Problem 1 :: Rewrite the paragraph beginning "Reference data describes items" from the knowledge management excerpt as a short list, keeping its main facts.
Problem 2 :: Write the next part of the knowledge management excerpt, continuing after its last sentence.

======== Source excerpt ========

Knowledge Management is not implemented simply by purchasing and installing a technological tool. KM’s usefulness to an organization is heavily dependant upon the methodology employed. This relies on the types of information found within the enterprise’s files, as well as the ways in which users can apply the knowledge they access. The Knowledge Manager must focus on managing knowledge as opposed to simply managing documents or systems. Data sources added to a KM system must address and be relevant to strategic priorities. Once the organization has determined what to include and how to utilize this resource, it can begin to research technological solutions to meet its needs.

Though 80% of all large corporations are studying or implementing some form of KM, no standards are in place yet. All solutions are proprietary and unique, thus leaving the market fragmented. Nevertheless, even without standards, KM has developed greatly from its early days. Initially, universal access to unstructured data depended heavily of Boolean searches through the texts of each document. The latest KM technologies employ semantic-processing engines and other complex tools to parse, define, and index file contents (Lawton, 2001).

[Back to Table of Contents]

Enterprise Data Must Be Defined and Verified

Structured Data

Structured data that will populate a KM system must be identifiable by its content and value, then logically stored accordingly. The first step in doing so is defining the type of data present. Delos Technology, a supplier of enterprise data usage solutions, divides data into three categories: Reference, Transactional, and Derived.

Reference data describes items, such as customers. These data are highly volatile and require continual maintenance. Transactional data includes records of activities that have occurred, as well as identifiers linking them to references. Such data are not likely to change. Derived data are created by the organization via mathematical or logical functions applied to other data (e.g., income) to create a new set of related data (e.g., payable taxes).

======== Material provided ========

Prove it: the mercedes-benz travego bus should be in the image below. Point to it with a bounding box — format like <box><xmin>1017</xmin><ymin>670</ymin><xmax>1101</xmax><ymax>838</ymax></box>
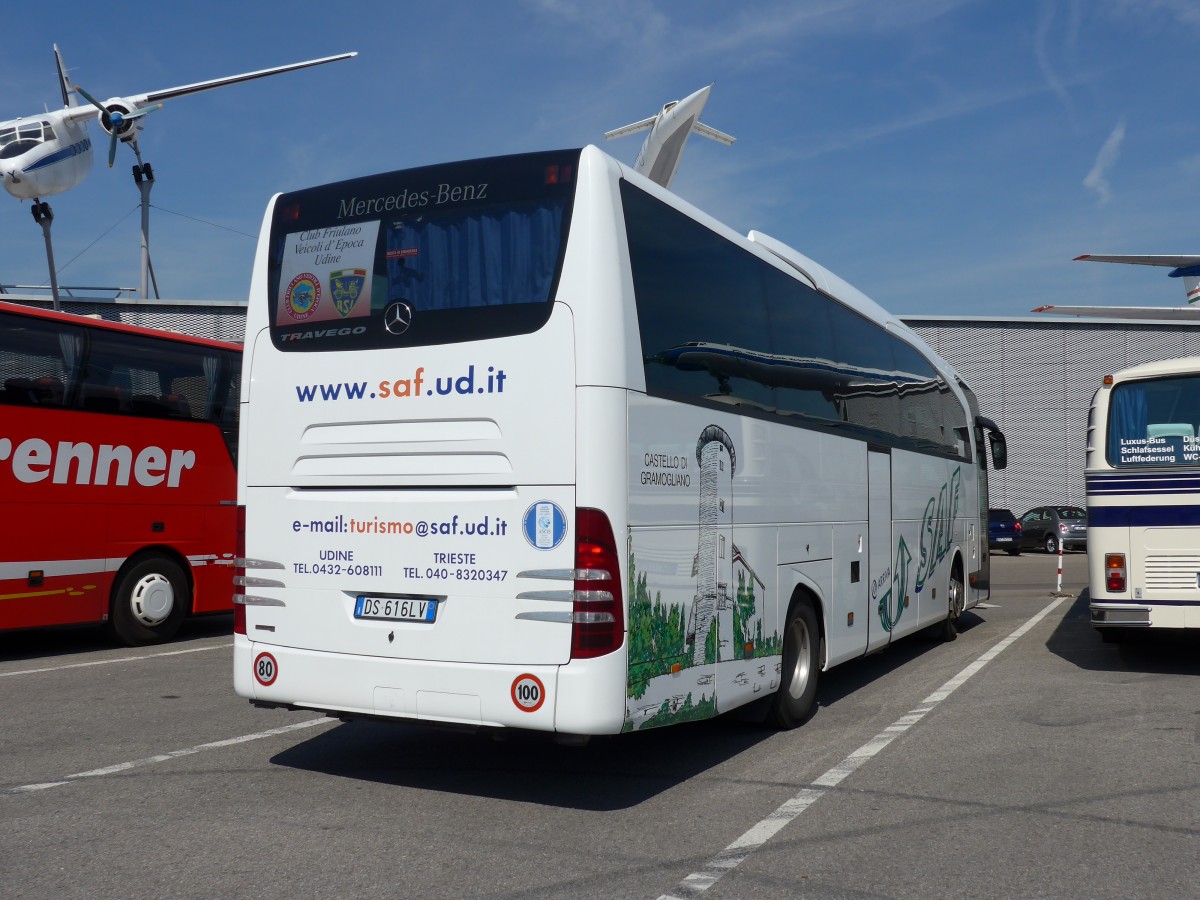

========

Final answer 1 ::
- Reference data: describes items such as customers; highly volatile and needs continual maintenance.
- Transactional data: records of past activities plus identifiers linking them to references; unlikely to change.
- Derived data: created by the organization by applying mathematical or logical functions to other data (e.g., income) to produce a new related set (e.g., payable taxes).

Final answer 2 ::
The Reference data type is the root of the other forms. It is therefore essential to aggregate this type of data to avoid discrepancies in copies. During the course of the aggregation, the reliability of collected data must be taken into account. An indicator of reliability is the number of redundant sources providing identical data. Delos Technologies believes in maintaining multiple sources for Reference Data within an enterprise Operational Reference Store (ORS). This is an extension of the traditional concept of an Operational Data Store (ODS). The ODS segregates currently applicable transactional records from warehoused data and open records. The ORS, on the other hand, is data aggregated from various applications that add elements to reference data. Data cleansing, standardizing, and formatting are added value components of the ORS (Skeogh, 2002).

Unstructured Data

The usage of unstructured (file) data within an integrated system can be achieved through two ways: accessing file information about the data, or directly accessing the data. Tasks such as browsing, indexing, cataloging, and querying are achieved more quickly and easily if the source file data does not need to be accessed directly. Two utilities for indirect access are metadata and semantic file systems. Direct access provides immediate exposure to the full content of the files, but is usually only possible after all the content has first been converted to a standard format. One such conversion service is provided by software from a company named Cypress.

· Metadata

Metadata give users and knowledge management systems a description of file contents. The knowledge of file contents via metadata relies on the collection of information about each file’s contents. The collected information can be stored within the file as internal pointers. This is the same way that other definitional file information, such as file name and date, is stored. The utility of metadata depends on the file type and usage.

Sometimes it is important to define relationships within or between files. These inter-data relationships can be defined with static references, such as for hypertext and workflow systems. Dynamic references add functionality for files involved in change management. Changes in the dynamic references could, for example, trigger alarms to create notifications of the change elsewhere in the integrated system.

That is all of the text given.